_GIVEN INSTRUCTION_
Give every line of the entries below as a numbered list, skipping any blank lines.

_ENTRIES_
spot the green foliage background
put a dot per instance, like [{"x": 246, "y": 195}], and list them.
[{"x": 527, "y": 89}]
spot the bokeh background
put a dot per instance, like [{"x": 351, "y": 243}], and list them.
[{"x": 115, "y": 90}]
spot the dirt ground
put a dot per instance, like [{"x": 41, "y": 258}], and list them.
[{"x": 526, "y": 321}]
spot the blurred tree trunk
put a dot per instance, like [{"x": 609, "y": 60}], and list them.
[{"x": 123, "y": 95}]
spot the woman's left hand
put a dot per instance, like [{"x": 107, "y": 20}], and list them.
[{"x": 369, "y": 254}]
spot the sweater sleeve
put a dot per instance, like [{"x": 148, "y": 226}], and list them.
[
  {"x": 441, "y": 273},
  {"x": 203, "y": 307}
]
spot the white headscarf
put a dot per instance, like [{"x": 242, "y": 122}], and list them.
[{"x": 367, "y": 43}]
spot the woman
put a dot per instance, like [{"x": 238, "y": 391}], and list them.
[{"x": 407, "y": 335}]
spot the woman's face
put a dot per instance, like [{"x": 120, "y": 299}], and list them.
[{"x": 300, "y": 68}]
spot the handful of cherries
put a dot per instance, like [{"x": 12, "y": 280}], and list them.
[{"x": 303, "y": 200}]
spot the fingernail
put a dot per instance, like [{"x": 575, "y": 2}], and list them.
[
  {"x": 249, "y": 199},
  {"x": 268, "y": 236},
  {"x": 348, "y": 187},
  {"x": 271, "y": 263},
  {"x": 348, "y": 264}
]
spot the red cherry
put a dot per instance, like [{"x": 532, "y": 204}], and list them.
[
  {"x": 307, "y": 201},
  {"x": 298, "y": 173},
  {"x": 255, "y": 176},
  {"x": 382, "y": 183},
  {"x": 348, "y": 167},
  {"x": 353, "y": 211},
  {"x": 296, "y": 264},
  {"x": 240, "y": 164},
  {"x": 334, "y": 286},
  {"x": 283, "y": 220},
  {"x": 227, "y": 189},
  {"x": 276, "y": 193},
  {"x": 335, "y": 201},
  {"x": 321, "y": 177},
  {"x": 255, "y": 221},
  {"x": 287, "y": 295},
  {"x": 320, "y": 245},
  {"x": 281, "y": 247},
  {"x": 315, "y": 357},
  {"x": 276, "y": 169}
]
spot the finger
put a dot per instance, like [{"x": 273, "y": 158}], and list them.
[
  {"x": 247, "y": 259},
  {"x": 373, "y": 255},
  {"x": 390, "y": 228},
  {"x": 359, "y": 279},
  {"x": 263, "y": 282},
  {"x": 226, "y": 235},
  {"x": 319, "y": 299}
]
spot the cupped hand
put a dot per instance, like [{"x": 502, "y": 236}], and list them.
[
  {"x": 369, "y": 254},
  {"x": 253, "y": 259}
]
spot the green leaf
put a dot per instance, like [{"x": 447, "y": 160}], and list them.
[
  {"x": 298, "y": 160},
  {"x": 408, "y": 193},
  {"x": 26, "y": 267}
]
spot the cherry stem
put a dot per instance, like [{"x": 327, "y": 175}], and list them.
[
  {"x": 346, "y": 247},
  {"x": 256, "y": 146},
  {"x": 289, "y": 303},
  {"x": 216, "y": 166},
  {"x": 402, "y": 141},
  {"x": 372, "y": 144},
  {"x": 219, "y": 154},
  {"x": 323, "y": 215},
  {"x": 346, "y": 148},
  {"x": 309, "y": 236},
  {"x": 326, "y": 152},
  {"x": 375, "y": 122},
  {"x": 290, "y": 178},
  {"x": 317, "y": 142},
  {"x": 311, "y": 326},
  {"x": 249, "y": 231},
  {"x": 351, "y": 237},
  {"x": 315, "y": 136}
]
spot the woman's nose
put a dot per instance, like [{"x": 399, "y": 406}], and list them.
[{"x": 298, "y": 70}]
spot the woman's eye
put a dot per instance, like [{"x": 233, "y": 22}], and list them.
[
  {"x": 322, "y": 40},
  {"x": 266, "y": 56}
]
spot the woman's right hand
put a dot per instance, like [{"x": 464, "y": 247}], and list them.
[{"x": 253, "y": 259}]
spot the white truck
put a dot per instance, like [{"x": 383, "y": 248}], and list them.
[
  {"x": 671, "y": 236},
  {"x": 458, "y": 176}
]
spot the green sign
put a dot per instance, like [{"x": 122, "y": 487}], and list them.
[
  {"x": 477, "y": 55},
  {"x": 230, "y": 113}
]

_OUTPUT OF THE TASK_
1. spot the green foliage background
2. put a dot per instance, like [{"x": 246, "y": 195}], and list them.
3. [{"x": 527, "y": 89}]
4. spot the bokeh background
5. put a dot per instance, like [{"x": 351, "y": 243}], and list them.
6. [{"x": 115, "y": 90}]
7. spot the dirt ground
8. put a dot per instance, like [{"x": 41, "y": 258}], and list them.
9. [{"x": 526, "y": 321}]
10. spot the blurred tree trunk
11. put a dot per instance, like [{"x": 609, "y": 60}], and list them.
12. [{"x": 123, "y": 95}]
13. spot the woman's left hand
14. put a dot per instance, like [{"x": 107, "y": 20}], and list them.
15. [{"x": 369, "y": 254}]
16. spot the sweater sleeve
17. put a dot per instance, like [{"x": 148, "y": 226}], and list them.
18. [
19.   {"x": 441, "y": 273},
20.   {"x": 203, "y": 307}
21. ]
22. spot the white headscarf
23. put a dot per instance, like [{"x": 242, "y": 122}], and list them.
24. [{"x": 367, "y": 43}]
25. spot the woman
26. put a dot per instance, like [{"x": 238, "y": 391}], and list them.
27. [{"x": 407, "y": 335}]
28. spot the woman's face
29. put a dot per instance, like [{"x": 120, "y": 299}], and list them.
30. [{"x": 300, "y": 68}]
31. spot the handful of cherries
32. put a dot per instance, like [{"x": 12, "y": 280}], and list them.
33. [{"x": 303, "y": 200}]
34. spot the fingernail
35. put a dot per instance, like [{"x": 575, "y": 2}], and list them.
36. [
37.   {"x": 249, "y": 199},
38.   {"x": 268, "y": 236},
39.   {"x": 348, "y": 187},
40.   {"x": 271, "y": 263},
41.   {"x": 348, "y": 264}
42. ]
43. spot the red cherry
44. put a dot per instance, like [{"x": 532, "y": 204}], and list them.
45. [
46.   {"x": 307, "y": 201},
47.   {"x": 298, "y": 173},
48.   {"x": 255, "y": 176},
49.   {"x": 382, "y": 183},
50.   {"x": 348, "y": 167},
51.   {"x": 353, "y": 211},
52.   {"x": 296, "y": 264},
53.   {"x": 240, "y": 164},
54.   {"x": 334, "y": 286},
55.   {"x": 283, "y": 220},
56.   {"x": 227, "y": 189},
57.   {"x": 276, "y": 193},
58.   {"x": 335, "y": 201},
59.   {"x": 321, "y": 177},
60.   {"x": 255, "y": 221},
61.   {"x": 287, "y": 295},
62.   {"x": 320, "y": 245},
63.   {"x": 281, "y": 247},
64.   {"x": 315, "y": 357},
65.   {"x": 276, "y": 169}
66. ]
67. spot the finger
68. put a dot per instance, like [{"x": 273, "y": 158}], and list them.
69. [
70.   {"x": 247, "y": 259},
71.   {"x": 373, "y": 255},
72.   {"x": 390, "y": 228},
73.   {"x": 359, "y": 279},
74.   {"x": 263, "y": 282},
75.   {"x": 226, "y": 235},
76.   {"x": 319, "y": 299}
77. ]
78. spot the cupped hand
79. put a dot per instance, like [{"x": 502, "y": 236}], and list them.
80. [
81.   {"x": 369, "y": 254},
82.   {"x": 253, "y": 259}
83. ]
84. spot the green leaf
85. put a dot per instance, like [{"x": 447, "y": 160}], and list them.
86. [
87.   {"x": 298, "y": 160},
88.   {"x": 408, "y": 193},
89.   {"x": 26, "y": 267}
90. ]
91. spot the cherry stem
92. put a dot per instance, like [{"x": 327, "y": 175}], and list them.
93. [
94.   {"x": 346, "y": 247},
95.   {"x": 256, "y": 146},
96.   {"x": 289, "y": 303},
97.   {"x": 216, "y": 166},
98.   {"x": 402, "y": 141},
99.   {"x": 372, "y": 144},
100.   {"x": 219, "y": 154},
101.   {"x": 323, "y": 215},
102.   {"x": 346, "y": 148},
103.   {"x": 309, "y": 236},
104.   {"x": 326, "y": 152},
105.   {"x": 375, "y": 122},
106.   {"x": 290, "y": 178},
107.   {"x": 317, "y": 142},
108.   {"x": 311, "y": 326},
109.   {"x": 249, "y": 231},
110.   {"x": 351, "y": 237},
111.   {"x": 315, "y": 136}
112. ]
113. spot the woman's nose
114. put a dot per instance, like [{"x": 399, "y": 406}], and list them.
115. [{"x": 298, "y": 70}]
116. spot the woman's eye
117. put a dot per instance, like [{"x": 233, "y": 22}], and list them.
118. [
119.   {"x": 322, "y": 40},
120.   {"x": 266, "y": 56}
121. ]
122. spot the woman's right hand
123. put a dot per instance, like [{"x": 464, "y": 247}], and list them.
124. [{"x": 253, "y": 259}]
125. spot the white truck
126. put a dot per instance, like [{"x": 383, "y": 248}], and list them.
127. [
128.   {"x": 671, "y": 236},
129.   {"x": 458, "y": 176}
130. ]
131. spot the green sign
132. put a dot per instance, like [{"x": 122, "y": 487}], and list them.
133. [
134.   {"x": 477, "y": 55},
135.   {"x": 230, "y": 113}
136. ]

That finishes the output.